» Consegna 1: Trascrivi per intero il testo sulla libertà e la gravità.

» Testo di partenza:
*-*-*

Galleggiare nello spazio, con l’intera Terra sotto i propri piedi, è certamente una di quelle esperienze che non si possono trasmettere a parole. Per i pochi fortunati, possiede certo qualcosa di intrinsecamente indescrivibile.

A noi qui sulla Terra, rimane l’anelito insopprimibile ad essere liberi davvero, a lavorare continuamente per liberarci da legacci e pastoie che ci zavorrano al suolo, spesso molto oltre il ruolo già preponderante della forza gravitazionale.

Essere davvero liberi, è una faccenda complessa. Implica un lavoro continuo. Scriveva Filippo Tocci, qualche anno fa, che

è fondamentale rinfrescare la consapevolezza dello scopo della nostra esistenza: siamo sulla Terra per un motivo, abbiamo un talento, qualità e inclinazioni. Siamo nati per affermare noi stessi e la nostra potenza creativa, non per adeguarci alle oscillazioni del mercato. Come fare? Abbiamo bisogno di recuperare un rapporto più profondo con noi stessi

Il paradosso mi pare proprio questo. Tanto più acquistiamo consapevolezza di uno scopo preciso e di una direzione di marcia, nella nostra vita, tanto più ci sentiamo liberi.

Anche se non siamo sbucati fuori da uno Shuttle per contemplare in diretta la sconfinata meraviglia del cosmo e del nostro pianeta in particolare, in una esperienza che rimane potentemente simbolica, sprone per noti tutti a ricercare ogni giorno la libertà, anche con la gravità.

*-*-*

» Dati:
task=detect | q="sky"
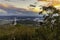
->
[0,0,37,7]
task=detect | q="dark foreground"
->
[0,23,60,40]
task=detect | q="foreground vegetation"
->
[0,18,60,40]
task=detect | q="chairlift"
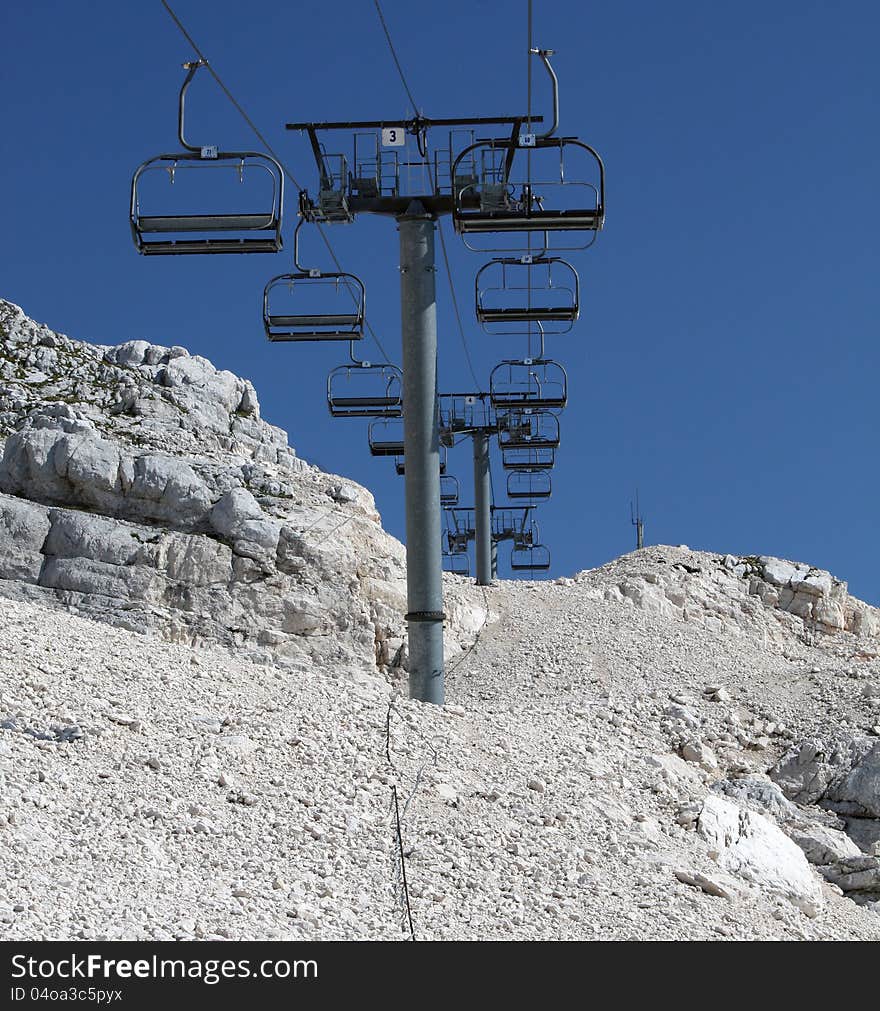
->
[439,393,495,446]
[128,60,284,256]
[367,418,404,461]
[510,544,550,572]
[452,136,605,253]
[451,49,605,253]
[440,474,460,507]
[501,446,556,474]
[474,255,581,335]
[441,549,470,576]
[299,127,354,224]
[498,408,559,452]
[394,444,447,475]
[351,131,401,200]
[443,506,476,551]
[263,218,366,342]
[513,517,541,548]
[492,506,532,543]
[434,129,478,196]
[489,358,568,410]
[507,470,552,500]
[327,360,404,418]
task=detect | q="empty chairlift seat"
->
[130,152,284,256]
[440,474,459,507]
[129,62,284,256]
[492,506,534,544]
[441,549,470,576]
[367,418,404,456]
[327,362,404,418]
[498,408,559,452]
[394,444,447,473]
[452,136,605,252]
[510,544,550,572]
[489,358,568,410]
[507,470,552,501]
[474,256,581,335]
[263,271,365,341]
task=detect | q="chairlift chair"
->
[507,470,552,501]
[510,544,550,572]
[489,358,568,410]
[492,506,532,542]
[440,474,460,507]
[501,446,556,474]
[128,61,284,256]
[438,393,495,446]
[474,255,581,335]
[263,218,366,342]
[327,361,404,418]
[263,271,365,342]
[394,443,447,475]
[441,550,470,576]
[498,408,559,452]
[452,135,605,253]
[367,418,404,460]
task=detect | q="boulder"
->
[697,794,823,916]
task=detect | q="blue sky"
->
[0,0,880,603]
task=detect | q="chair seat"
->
[455,207,604,232]
[138,237,281,256]
[476,305,578,323]
[269,312,361,330]
[266,330,363,344]
[137,213,278,235]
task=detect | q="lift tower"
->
[286,116,541,705]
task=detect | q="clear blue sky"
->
[0,0,880,603]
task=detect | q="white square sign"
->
[382,126,407,148]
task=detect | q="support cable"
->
[162,0,392,365]
[368,0,483,392]
[373,0,419,118]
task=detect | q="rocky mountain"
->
[0,302,880,940]
[0,300,482,672]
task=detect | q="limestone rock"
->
[697,794,822,916]
[770,735,880,818]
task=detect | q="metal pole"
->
[398,200,443,706]
[472,431,493,586]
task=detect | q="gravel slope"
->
[0,549,880,939]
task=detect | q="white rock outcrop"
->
[0,300,485,670]
[697,794,823,916]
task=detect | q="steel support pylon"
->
[472,431,494,586]
[398,200,444,706]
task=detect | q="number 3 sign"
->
[382,126,407,148]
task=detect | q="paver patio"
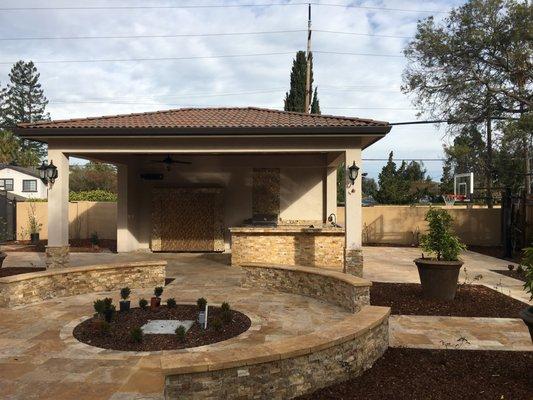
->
[0,247,533,400]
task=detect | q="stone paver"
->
[390,315,533,351]
[0,253,349,400]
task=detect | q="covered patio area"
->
[17,108,391,276]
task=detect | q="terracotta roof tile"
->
[18,107,389,134]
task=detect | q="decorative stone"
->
[344,249,363,278]
[46,246,70,269]
[141,319,194,335]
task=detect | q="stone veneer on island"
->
[230,225,344,270]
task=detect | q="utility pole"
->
[305,3,311,113]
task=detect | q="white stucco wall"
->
[0,167,48,199]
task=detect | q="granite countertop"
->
[229,224,344,233]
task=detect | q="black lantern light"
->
[348,161,359,185]
[37,161,58,185]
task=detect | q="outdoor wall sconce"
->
[348,161,359,185]
[37,161,58,185]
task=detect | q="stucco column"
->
[46,149,69,268]
[344,148,363,277]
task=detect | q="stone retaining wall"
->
[162,306,389,400]
[0,261,167,307]
[242,264,372,313]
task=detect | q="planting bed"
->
[492,269,526,282]
[370,282,527,318]
[73,304,251,351]
[0,267,46,278]
[299,348,533,400]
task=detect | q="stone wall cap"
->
[241,263,372,287]
[161,306,390,376]
[0,260,167,284]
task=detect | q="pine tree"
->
[1,61,50,156]
[311,87,320,114]
[284,51,318,112]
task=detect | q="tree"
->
[311,87,321,114]
[0,130,39,167]
[284,51,320,114]
[69,162,117,193]
[403,0,533,206]
[0,61,50,156]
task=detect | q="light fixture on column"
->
[348,161,359,185]
[37,161,58,185]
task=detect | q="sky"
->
[0,0,462,180]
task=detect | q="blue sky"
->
[0,0,462,179]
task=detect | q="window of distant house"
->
[0,179,13,192]
[22,179,37,192]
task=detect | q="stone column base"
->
[46,246,70,269]
[344,249,363,278]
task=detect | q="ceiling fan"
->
[151,155,191,171]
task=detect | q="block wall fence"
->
[17,201,501,246]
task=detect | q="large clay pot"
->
[415,258,463,300]
[520,307,533,342]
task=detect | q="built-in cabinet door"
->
[152,188,224,252]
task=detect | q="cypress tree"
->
[311,87,320,114]
[284,51,318,112]
[1,61,50,156]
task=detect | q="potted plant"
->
[119,287,131,311]
[150,286,163,308]
[28,203,43,244]
[520,247,533,342]
[414,208,465,300]
[196,297,207,326]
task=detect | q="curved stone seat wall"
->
[161,306,390,400]
[241,263,372,313]
[0,261,167,307]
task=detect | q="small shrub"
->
[420,208,466,261]
[139,299,148,310]
[154,286,163,298]
[196,297,207,311]
[120,287,131,300]
[211,317,223,332]
[520,247,533,301]
[130,328,144,343]
[176,325,187,342]
[167,297,176,308]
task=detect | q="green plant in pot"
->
[520,247,533,342]
[119,287,131,311]
[414,208,465,300]
[150,286,163,308]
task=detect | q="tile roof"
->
[17,107,390,134]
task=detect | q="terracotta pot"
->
[520,307,533,342]
[30,233,39,244]
[150,297,161,308]
[415,258,463,300]
[118,300,131,311]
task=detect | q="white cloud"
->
[0,0,459,178]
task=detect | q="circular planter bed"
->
[73,304,252,351]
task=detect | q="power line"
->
[0,29,307,41]
[0,2,449,14]
[0,50,403,65]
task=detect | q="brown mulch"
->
[298,348,533,400]
[0,267,46,278]
[74,304,252,351]
[370,282,527,318]
[492,269,526,282]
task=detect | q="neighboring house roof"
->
[16,107,391,136]
[0,163,39,178]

*-*-*

» Consegna 2: Riscrivi come elenco numerato le righe dei dati, dalla prima fino a quella che contiene "[327,360,404,418]", inclusa. Tralascia le righe vuote e le immagini.

» Risposta 1:
Galleggiare nello spazio, con l’intera Terra sotto i propri piedi, è certamente una di quelle esperienze che non si possono trasmettere a parole. Per i pochi fortunati, possiede certo qualcosa di intrinsecamente indescrivibile.

A noi qui sulla Terra, rimane l’anelito insopprimibile ad essere liberi davvero, a lavorare continuamente per liberarci da legacci e pastoie che ci zavorrano al suolo, spesso molto oltre il ruolo già preponderante della forza gravitazionale.

Essere davvero liberi, è una faccenda complessa. Implica un lavoro continuo. Scriveva Filippo Tocci, qualche anno fa, che

è fondamentale rinfrescare la consapevolezza dello scopo della nostra esistenza: siamo sulla Terra per un motivo, abbiamo un talento, qualità e inclinazioni. Siamo nati per affermare noi stessi e la nostra potenza creativa, non per adeguarci alle oscillazioni del mercato. Come fare? Abbiamo bisogno di recuperare un rapporto più profondo con noi stessi

Il paradosso mi pare proprio questo. Tanto più acquistiamo consapevolezza di uno scopo preciso e di una direzione di marcia, nella nostra vita, tanto più ci sentiamo liberi.

Anche se non siamo sbucati fuori da uno Shuttle per contemplare in diretta la sconfinata meraviglia del cosmo e del nostro pianeta in particolare, in una esperienza che rimane potentemente simbolica, sprone per noti tutti a ricercare ogni giorno la libertà, anche con la gravità.

» Risposta 2:
1. task=detect | q="sky"
2. ->
3. [0,0,37,7]
4. task=detect | q="dark foreground"
5. ->
6. [0,23,60,40]
7. task=detect | q="foreground vegetation"
8. ->
9. [0,18,60,40]
10. task=detect | q="chairlift"
11. ->
12. [439,393,495,446]
13. [128,60,284,256]
14. [367,418,404,461]
15. [510,544,550,572]
16. [452,136,605,253]
17. [451,49,605,253]
18. [440,474,460,507]
19. [501,446,556,474]
20. [474,255,581,335]
21. [441,549,470,576]
22. [299,127,354,224]
23. [498,408,559,452]
24. [394,444,447,475]
25. [351,131,401,200]
26. [443,506,476,551]
27. [263,218,366,342]
28. [513,517,541,548]
29. [492,506,532,543]
30. [434,129,478,196]
31. [489,358,568,410]
32. [507,470,552,500]
33. [327,360,404,418]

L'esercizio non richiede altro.